On the other hand, a cyborg is “a creature of social reality as well as a creature of fiction” according to Haraway’s manifesto. The internet has brought about profound changes in human consciousness and human psychology. Virtual reality does not only surround us, but it also involves us in its own processes. The social dimension to technology plays a role in the construction of our identities, whether through online games, discussion forums or social media, where our identities can be as multiple as the online platforms that we use.     

Therefore, we can now say that we are all cyborgs, as technology “is not neutral. We’re inside of what we make, and it’s inside of us,” as Haraway formulates it. In modern life, the link between humans and technology has become inexorable to the extent that we cannot tell where we end and the machines begin. 

Cybernetics and feminism

Feminist issues lie at the heart of the concept of cybernetics, since the latter’s prospects erase major contradictions between nature and culture, such that it is no longer possible to characterise a role as natural. When people colloquially use the word “natural” to describe something, this is an expression of how they view the world, but also a normative claim about how it should be as well as a statement on what cannot be changed.

In this context, the cybernetics erase gender boundaries. For generations, women have been told that their “nature” makes them weak, submissive, overemotional and incapable of abstract thought, that it was “in their nature” only to be mothers and wives. If all these roles are “natural” then they are unchangeable, Haraway said

Conversely, if the concept of the human is itself “unnatural” and is instead socially constructed, then both men and women are also social constructs, and nothing about them is inherently “natural” or absolute. We are all [re]constructed when given the right tools. In short, cybernetics have allowed a new distinction of roles, based on neither sex nor race, as it provided humans the liberty and agency to construct themselves on every level.

“Because a cyborg is a hybrid of the machine and the organism, it merges nature and culture into one body, blurring the lines between them and eliminating the validity of essentialist understandings of human nature. This includes claims that there are specific social roles reserved for each of the sexes which are based in biological differences between them, in addition to other differences such as age or race.”

---*---

> [REQUIRED ACTION 1]:
Answer these questions from the text on cyborgs:
(a) According to Haraway's manifesto, a cyborg is a creature of what two things?
(b) What three online settings are named as places where our identities are constructed?
(c) In the closing quotation, a cyborg is described as a hybrid of what?
> [REQUIRED ACTION 2]: Print the portion of the text on cyborgs between "Therefore, we can" and "cannot be changed.", inclusive.
> [REQUIRED ACTION 3]: List every quality that, according to the text on cyborgs, women have been told their "nature" makes them.
The items that come next are separate material, unconnected to the text on cyborgs.

---*---

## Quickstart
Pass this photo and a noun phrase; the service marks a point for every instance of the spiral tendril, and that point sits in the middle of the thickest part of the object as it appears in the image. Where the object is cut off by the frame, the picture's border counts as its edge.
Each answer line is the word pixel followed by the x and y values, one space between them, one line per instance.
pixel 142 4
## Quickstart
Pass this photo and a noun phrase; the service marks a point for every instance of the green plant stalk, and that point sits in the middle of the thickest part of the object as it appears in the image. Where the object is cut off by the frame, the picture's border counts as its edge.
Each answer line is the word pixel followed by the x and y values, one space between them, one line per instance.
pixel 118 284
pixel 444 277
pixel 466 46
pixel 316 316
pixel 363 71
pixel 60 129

---*---

> [YOUR SOLUTION 1]:
(a) Social reality and fiction.
(b) Online games, discussion forums and social media.
(c) The machine and the organism.

> [YOUR SOLUTION 2]:
Therefore, we can now say that we are all cyborgs, as technology “is not neutral. We’re inside of what we make, and it’s inside of us,” as Haraway formulates it. In modern life, the link between humans and technology has become inexorable to the extent that we cannot tell where we end and the machines begin. 

Cybernetics and feminism

Feminist issues lie at the heart of the concept of cybernetics, since the latter’s prospects erase major contradictions between nature and culture, such that it is no longer possible to characterise a role as natural. When people colloquially use the word “natural” to describe something, this is an expression of how they view the world, but also a normative claim about how it should be as well as a statement on what cannot be changed.

> [YOUR SOLUTION 3]:
- Weak
- Submissive
- Overemotional
- Incapable of abstract thought